Directions =>
All the records that follow need to be reproduced exactly. Omit the images.

(Dataset excerpts)

####

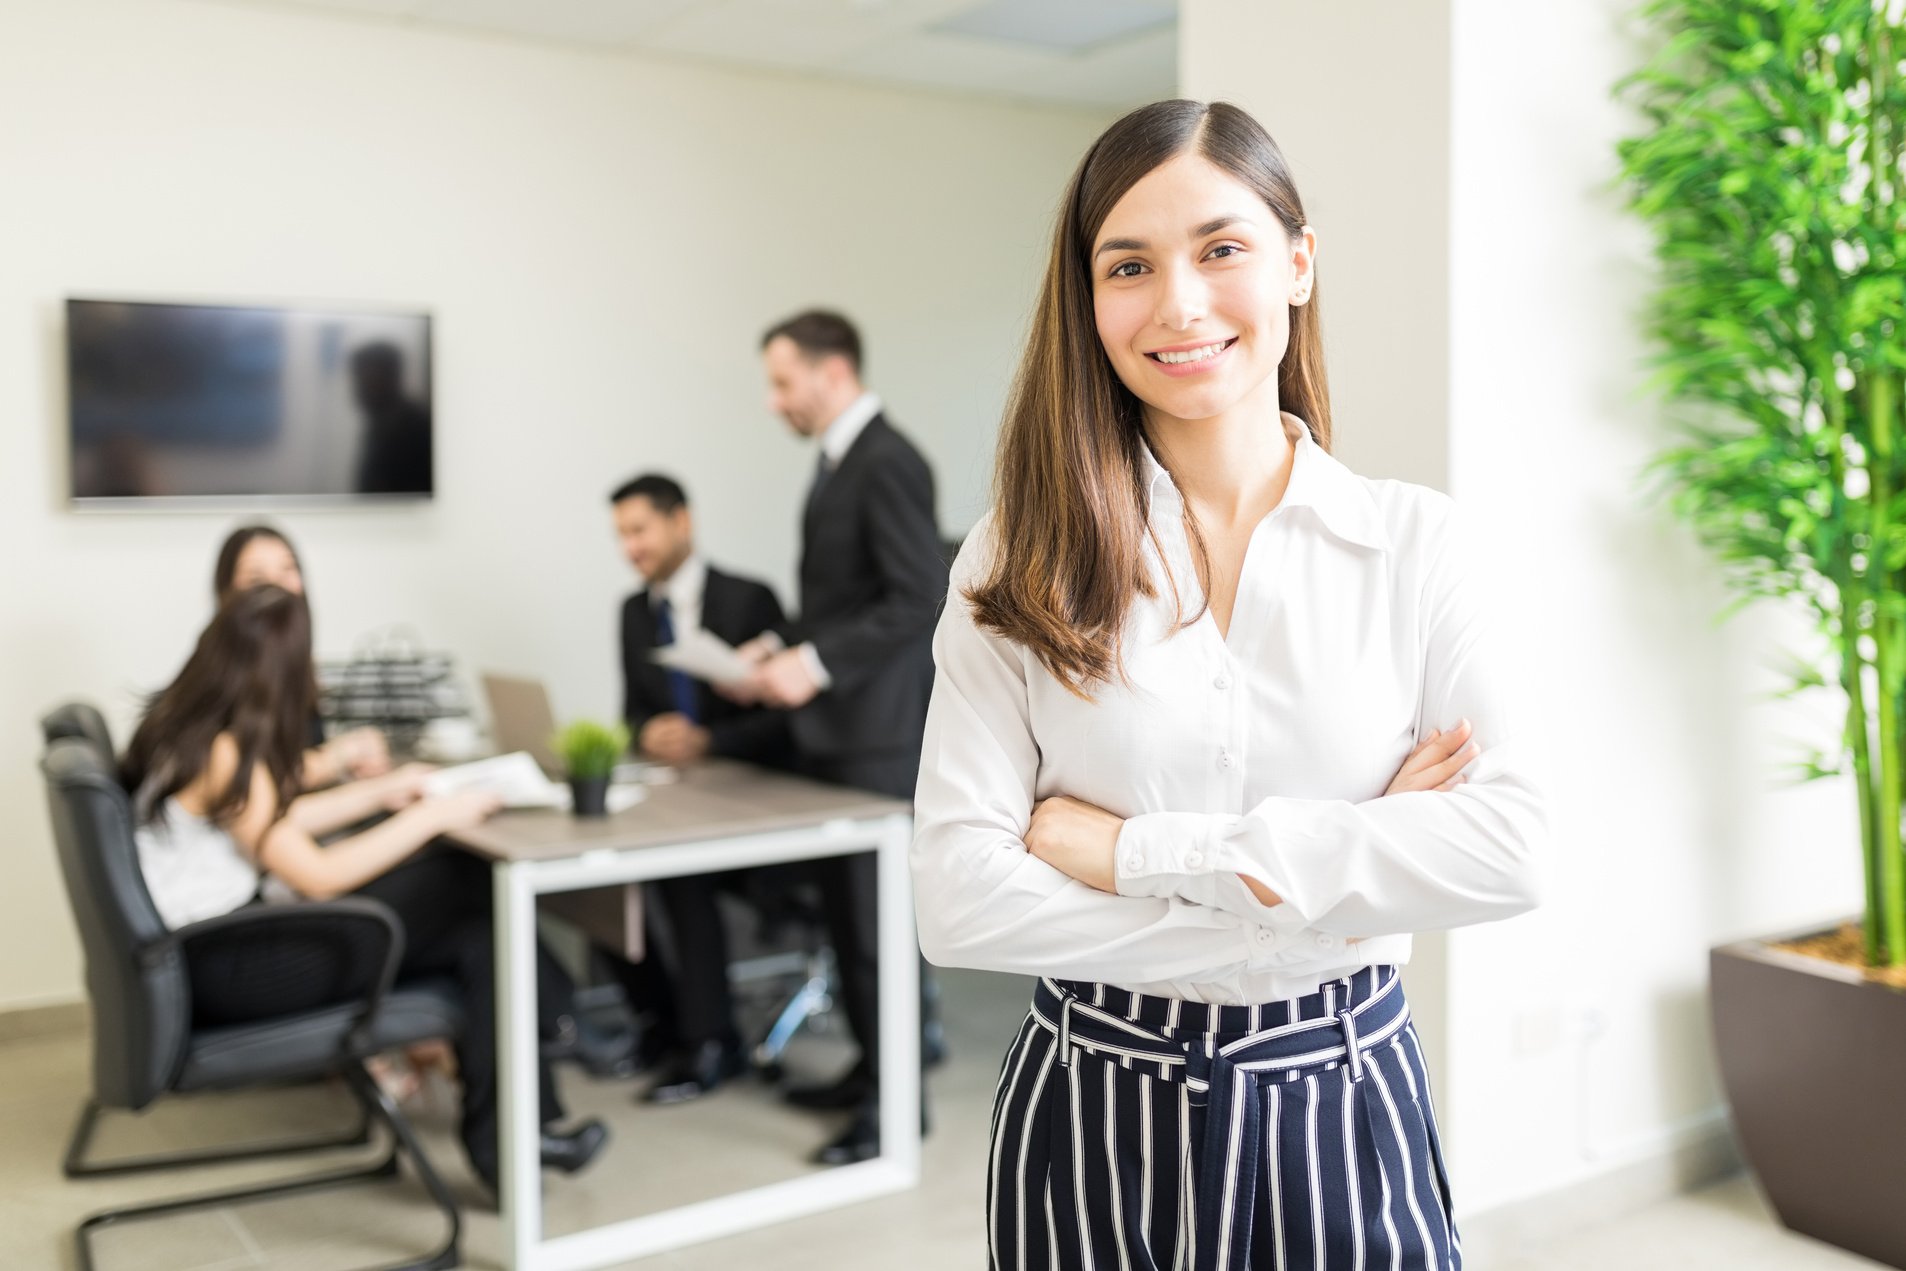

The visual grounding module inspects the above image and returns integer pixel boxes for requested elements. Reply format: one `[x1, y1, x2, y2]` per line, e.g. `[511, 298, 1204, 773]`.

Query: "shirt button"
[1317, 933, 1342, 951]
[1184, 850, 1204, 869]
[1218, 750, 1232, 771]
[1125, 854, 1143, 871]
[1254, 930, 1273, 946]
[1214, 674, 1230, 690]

####

Solution for this exercise =>
The visual grounding module inspects the above image and returns integer pixel boxes for requested elements. Reply format: one `[x1, y1, x2, y2]` per line, e.g. `[511, 298, 1204, 773]`.

Query: "shirt button"
[1317, 933, 1342, 951]
[1184, 850, 1204, 869]
[1218, 750, 1232, 771]
[1125, 854, 1143, 871]
[1254, 930, 1273, 946]
[1214, 674, 1230, 690]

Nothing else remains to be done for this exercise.